» Task item
Output the lines of the records from the one containing "the horse in" through the last, both ends included. Leave pictures out.

» Data to process
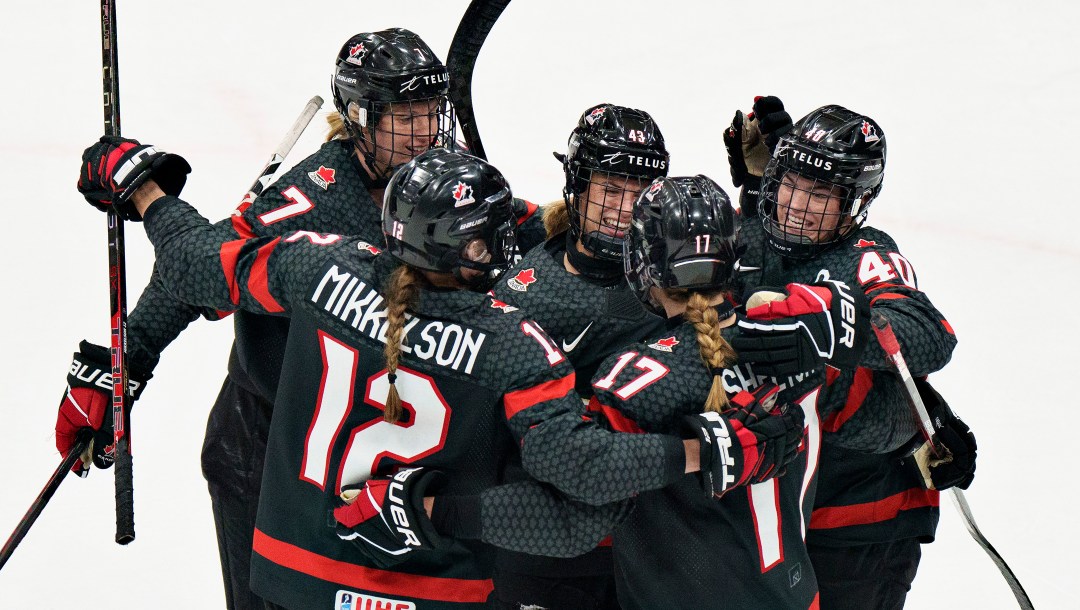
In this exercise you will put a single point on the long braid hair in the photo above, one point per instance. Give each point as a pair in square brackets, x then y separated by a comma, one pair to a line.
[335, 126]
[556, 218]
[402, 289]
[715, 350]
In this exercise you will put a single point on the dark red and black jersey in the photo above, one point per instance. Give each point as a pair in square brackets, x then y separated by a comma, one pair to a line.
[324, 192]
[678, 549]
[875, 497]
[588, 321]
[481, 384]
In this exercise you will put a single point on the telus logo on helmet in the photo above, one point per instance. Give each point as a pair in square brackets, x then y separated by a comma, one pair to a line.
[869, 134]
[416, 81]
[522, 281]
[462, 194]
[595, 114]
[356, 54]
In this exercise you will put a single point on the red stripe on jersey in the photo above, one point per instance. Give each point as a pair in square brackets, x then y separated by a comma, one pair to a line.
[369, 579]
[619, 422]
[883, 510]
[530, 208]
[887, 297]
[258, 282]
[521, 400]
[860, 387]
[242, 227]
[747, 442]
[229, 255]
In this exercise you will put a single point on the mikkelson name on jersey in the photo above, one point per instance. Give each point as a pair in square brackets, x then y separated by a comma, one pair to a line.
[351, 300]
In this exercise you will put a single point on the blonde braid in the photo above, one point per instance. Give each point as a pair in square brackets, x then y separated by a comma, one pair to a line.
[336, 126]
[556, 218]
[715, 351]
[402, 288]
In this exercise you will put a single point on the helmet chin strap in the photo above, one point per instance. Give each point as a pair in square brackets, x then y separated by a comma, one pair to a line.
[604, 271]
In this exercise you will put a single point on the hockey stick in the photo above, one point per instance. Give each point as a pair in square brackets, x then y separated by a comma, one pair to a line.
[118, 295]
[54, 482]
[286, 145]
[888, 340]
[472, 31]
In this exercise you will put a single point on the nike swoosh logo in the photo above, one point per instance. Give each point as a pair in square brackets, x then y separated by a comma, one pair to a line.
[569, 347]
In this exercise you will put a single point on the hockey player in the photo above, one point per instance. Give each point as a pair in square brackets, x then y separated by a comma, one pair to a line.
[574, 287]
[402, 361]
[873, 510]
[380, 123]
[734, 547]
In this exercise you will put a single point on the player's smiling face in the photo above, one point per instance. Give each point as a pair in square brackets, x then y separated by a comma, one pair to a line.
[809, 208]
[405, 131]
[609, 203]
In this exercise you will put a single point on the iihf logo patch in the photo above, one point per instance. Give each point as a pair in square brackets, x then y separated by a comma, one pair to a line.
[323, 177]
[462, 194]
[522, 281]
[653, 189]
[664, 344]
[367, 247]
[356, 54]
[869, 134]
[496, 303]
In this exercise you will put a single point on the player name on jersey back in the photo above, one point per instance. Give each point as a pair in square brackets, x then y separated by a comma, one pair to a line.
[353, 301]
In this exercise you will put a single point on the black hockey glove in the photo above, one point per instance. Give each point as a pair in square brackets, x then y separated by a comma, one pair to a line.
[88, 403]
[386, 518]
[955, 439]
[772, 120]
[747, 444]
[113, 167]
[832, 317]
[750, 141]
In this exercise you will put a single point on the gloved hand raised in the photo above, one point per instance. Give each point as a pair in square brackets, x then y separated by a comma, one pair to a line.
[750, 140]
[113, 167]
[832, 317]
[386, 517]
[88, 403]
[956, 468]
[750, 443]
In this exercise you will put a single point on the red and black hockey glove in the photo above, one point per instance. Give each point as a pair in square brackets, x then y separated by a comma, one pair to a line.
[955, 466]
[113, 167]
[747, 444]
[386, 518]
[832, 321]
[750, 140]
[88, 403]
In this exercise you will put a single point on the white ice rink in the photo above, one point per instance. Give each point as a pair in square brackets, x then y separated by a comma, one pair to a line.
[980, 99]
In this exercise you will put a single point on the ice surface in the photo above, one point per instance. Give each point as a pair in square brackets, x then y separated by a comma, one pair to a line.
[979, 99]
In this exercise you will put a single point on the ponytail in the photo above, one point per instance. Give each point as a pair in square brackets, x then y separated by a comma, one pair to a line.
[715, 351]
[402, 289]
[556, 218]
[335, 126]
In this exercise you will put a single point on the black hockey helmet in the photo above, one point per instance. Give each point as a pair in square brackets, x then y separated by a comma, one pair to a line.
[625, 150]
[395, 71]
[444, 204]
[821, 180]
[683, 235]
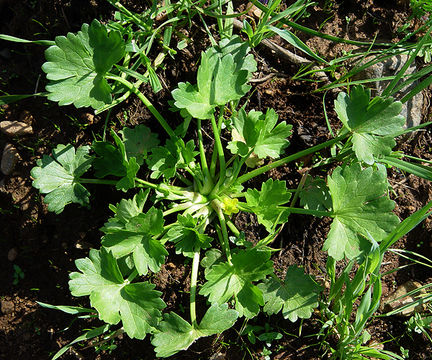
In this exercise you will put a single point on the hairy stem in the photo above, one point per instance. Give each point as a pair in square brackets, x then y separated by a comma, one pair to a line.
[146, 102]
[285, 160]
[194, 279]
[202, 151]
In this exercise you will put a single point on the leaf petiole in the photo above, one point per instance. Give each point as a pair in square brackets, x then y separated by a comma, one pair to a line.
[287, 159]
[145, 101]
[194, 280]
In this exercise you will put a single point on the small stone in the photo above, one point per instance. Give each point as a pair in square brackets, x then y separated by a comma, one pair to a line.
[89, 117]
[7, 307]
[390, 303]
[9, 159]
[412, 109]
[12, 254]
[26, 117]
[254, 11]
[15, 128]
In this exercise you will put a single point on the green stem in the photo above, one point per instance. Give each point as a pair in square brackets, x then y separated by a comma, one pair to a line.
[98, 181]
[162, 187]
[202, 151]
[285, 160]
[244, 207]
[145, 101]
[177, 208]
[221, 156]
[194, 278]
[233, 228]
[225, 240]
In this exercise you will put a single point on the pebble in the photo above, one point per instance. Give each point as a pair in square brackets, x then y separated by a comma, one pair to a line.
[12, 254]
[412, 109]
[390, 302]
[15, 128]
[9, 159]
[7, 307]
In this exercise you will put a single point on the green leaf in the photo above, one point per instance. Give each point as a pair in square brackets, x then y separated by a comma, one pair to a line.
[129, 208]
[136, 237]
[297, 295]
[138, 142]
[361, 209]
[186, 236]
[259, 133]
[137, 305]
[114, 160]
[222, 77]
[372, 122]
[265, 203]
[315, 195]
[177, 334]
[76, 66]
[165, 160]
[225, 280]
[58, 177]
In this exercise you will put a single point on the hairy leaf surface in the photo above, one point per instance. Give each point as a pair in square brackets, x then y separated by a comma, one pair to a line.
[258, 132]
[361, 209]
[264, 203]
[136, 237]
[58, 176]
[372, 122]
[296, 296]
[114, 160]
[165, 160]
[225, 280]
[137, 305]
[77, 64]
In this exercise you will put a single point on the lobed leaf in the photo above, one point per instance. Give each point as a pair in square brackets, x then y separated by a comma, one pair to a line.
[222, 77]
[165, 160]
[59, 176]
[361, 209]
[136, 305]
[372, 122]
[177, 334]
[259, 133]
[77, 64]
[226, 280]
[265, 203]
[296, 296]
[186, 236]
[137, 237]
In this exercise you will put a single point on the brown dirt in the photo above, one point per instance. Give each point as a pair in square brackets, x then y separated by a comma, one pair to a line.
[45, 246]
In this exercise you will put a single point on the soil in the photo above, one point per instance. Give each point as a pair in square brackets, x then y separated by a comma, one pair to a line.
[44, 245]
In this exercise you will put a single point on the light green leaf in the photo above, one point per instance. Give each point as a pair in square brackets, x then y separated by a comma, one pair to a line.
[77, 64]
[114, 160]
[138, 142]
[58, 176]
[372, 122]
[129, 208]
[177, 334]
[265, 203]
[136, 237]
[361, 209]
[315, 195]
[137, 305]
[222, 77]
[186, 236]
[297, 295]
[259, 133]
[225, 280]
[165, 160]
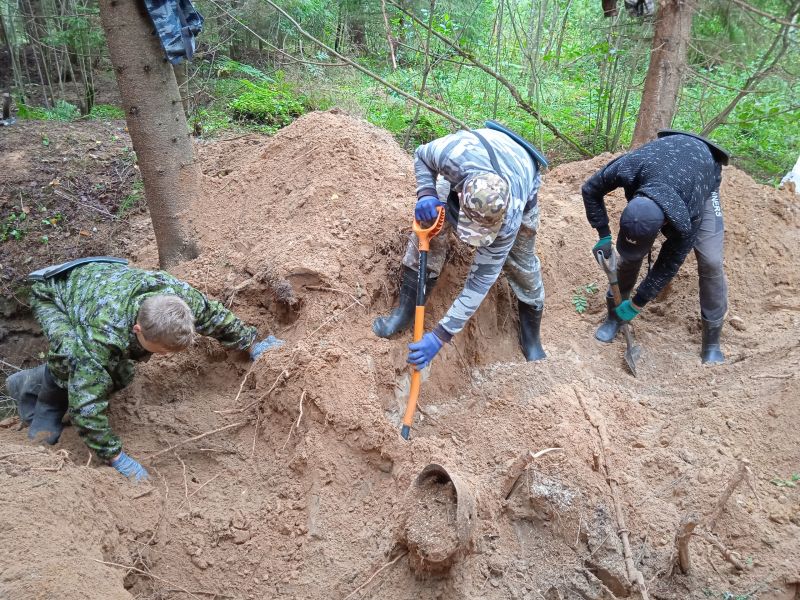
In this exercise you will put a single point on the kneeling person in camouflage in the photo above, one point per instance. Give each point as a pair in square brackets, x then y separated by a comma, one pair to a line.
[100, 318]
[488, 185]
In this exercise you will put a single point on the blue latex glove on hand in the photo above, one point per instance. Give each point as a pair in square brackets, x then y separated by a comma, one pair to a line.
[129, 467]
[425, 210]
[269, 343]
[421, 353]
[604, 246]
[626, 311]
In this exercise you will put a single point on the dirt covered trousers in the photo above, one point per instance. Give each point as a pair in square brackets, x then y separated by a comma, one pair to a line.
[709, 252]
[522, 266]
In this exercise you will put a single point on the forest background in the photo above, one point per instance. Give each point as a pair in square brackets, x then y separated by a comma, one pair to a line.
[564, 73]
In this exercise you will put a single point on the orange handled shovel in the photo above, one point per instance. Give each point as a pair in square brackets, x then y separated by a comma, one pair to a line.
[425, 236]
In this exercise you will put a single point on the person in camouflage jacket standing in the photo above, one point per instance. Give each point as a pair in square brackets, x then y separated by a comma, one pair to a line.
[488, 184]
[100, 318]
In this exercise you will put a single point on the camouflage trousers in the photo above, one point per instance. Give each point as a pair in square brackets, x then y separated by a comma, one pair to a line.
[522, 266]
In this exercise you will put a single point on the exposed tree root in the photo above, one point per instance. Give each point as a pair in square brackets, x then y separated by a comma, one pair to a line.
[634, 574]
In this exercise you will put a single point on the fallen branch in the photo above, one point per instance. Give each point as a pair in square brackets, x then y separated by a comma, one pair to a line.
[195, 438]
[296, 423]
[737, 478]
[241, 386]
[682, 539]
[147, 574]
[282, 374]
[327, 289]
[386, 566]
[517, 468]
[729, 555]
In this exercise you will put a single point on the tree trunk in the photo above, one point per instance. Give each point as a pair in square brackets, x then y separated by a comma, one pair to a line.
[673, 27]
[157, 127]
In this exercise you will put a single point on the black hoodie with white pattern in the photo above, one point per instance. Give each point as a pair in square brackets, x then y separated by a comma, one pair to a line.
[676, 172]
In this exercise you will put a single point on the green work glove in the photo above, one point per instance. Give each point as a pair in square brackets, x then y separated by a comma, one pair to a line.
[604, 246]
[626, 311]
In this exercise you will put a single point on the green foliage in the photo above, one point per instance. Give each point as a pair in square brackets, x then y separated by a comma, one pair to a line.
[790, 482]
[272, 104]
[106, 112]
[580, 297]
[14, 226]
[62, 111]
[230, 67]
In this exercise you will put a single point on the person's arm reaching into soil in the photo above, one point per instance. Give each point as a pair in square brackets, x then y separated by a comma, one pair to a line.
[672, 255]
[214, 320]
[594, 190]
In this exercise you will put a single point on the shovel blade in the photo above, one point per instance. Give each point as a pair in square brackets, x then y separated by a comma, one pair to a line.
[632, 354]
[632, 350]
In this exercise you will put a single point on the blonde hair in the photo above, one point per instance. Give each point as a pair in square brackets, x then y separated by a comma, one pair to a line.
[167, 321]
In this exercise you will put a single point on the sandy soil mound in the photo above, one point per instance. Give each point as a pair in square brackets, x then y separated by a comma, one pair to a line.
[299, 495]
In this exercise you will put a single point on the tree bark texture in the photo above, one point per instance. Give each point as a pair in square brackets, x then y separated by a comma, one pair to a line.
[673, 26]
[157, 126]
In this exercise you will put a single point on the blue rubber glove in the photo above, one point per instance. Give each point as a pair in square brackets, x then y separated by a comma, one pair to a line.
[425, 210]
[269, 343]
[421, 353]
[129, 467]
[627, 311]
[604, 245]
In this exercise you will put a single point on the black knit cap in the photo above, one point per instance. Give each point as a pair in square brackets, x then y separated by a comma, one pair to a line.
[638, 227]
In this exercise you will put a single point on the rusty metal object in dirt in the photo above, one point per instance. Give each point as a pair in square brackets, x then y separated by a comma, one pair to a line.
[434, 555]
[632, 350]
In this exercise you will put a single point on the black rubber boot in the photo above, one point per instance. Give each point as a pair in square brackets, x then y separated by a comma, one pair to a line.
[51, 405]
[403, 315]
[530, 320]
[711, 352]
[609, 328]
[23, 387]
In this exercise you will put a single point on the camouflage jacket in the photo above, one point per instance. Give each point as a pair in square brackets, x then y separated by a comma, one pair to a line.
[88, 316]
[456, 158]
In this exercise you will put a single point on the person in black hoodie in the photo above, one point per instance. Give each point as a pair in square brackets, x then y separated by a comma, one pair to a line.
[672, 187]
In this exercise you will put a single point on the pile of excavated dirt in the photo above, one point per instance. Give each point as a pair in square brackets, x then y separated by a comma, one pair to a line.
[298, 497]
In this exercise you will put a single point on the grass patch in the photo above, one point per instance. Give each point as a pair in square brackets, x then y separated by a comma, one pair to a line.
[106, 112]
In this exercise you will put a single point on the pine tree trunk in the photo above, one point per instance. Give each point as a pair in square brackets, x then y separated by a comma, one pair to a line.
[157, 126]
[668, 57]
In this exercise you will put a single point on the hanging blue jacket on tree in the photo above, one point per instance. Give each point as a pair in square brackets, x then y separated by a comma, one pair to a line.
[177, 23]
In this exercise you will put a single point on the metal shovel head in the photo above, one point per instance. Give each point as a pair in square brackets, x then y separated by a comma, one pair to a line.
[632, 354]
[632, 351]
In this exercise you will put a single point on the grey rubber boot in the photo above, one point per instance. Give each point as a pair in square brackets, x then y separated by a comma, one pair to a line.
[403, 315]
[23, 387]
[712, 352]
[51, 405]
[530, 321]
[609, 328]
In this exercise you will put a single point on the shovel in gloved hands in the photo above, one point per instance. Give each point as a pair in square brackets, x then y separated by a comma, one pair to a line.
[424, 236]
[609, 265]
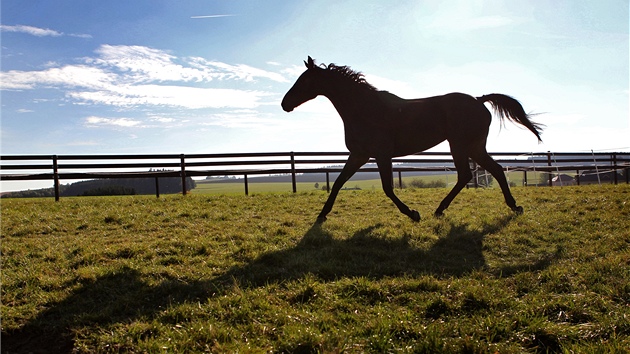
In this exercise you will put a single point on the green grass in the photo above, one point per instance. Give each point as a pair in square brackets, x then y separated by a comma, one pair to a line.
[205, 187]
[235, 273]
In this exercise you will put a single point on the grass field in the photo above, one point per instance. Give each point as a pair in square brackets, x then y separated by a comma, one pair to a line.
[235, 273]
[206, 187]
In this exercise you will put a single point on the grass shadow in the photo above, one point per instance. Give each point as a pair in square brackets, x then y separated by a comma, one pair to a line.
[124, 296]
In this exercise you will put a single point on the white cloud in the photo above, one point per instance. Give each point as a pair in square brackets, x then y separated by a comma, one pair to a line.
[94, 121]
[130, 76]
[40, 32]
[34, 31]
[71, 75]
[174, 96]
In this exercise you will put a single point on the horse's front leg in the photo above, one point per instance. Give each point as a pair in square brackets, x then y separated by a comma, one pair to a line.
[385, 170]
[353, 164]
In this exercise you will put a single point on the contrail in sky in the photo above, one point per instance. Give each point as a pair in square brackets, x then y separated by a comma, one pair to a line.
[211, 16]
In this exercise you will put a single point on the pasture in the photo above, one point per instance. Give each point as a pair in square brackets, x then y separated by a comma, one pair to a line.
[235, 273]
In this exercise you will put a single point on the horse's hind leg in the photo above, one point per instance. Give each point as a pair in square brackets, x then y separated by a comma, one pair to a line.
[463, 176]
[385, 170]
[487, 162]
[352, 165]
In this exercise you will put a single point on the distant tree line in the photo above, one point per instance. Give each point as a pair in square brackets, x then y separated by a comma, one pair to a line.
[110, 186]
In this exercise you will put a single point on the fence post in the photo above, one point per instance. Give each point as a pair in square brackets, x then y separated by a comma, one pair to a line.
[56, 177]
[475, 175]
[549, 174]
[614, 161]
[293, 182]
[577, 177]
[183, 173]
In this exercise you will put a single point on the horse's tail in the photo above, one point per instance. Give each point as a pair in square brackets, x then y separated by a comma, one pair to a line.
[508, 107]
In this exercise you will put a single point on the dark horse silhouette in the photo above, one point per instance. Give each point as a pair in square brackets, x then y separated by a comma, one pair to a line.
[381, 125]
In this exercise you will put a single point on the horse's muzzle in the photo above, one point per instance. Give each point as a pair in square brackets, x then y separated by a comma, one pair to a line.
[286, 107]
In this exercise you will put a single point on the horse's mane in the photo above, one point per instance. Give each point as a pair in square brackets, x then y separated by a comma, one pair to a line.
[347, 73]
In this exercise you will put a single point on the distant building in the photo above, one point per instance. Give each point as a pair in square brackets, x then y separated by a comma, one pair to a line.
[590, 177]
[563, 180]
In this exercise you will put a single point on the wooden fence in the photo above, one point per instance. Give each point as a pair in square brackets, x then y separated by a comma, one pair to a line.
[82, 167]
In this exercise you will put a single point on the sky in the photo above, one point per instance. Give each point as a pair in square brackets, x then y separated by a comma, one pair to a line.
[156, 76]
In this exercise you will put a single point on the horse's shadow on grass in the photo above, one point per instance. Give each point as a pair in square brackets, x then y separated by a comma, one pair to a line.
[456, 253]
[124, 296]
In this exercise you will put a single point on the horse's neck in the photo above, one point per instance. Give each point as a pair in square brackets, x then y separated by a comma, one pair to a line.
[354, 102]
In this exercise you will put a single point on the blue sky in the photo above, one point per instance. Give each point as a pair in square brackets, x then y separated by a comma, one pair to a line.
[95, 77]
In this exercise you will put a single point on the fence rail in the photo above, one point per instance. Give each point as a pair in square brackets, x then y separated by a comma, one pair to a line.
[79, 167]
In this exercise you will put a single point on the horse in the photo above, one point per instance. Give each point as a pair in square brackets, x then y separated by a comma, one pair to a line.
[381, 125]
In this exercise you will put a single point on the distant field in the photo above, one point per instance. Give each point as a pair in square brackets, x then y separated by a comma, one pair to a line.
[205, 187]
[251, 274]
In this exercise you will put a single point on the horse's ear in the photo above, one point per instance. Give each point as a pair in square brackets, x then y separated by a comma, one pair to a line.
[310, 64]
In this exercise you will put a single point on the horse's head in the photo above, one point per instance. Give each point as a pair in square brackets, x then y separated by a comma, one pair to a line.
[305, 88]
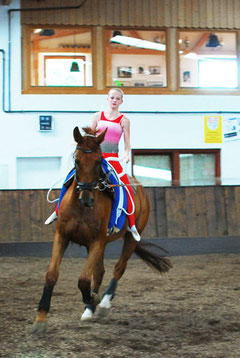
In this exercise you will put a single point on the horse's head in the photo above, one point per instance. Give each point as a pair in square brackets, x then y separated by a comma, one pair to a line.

» Response for this exercise
In this exercise you will put a single point on the horse in the photo above, one point per instance. Give each point as a pair in square brackets, x then y separated by a comma, one pair to a line.
[381, 125]
In this exercise you will put a single point on the distant field in the photo above, one point per instance. Give each point as a pair in square brackets, x then y separated by a comma, one pair to a line.
[205, 187]
[251, 274]
In this exercise you will put a single point on the horse's ear in the photo above, one point per instance. Give each point as a pair in square brackets, x then y separated by a comma, one pair to a line.
[310, 64]
In this exercise you will put a single point on the horse's head in the photo above, one point per instance. Give each point as a pair in square brackets, x then y separated by a comma, one pair to a line.
[305, 88]
In this exercise you will put a single point on the horse's head in the photo above, one point per instance. Give each point as a pair in square brackets, x then y separated by a comma, one pair to a line.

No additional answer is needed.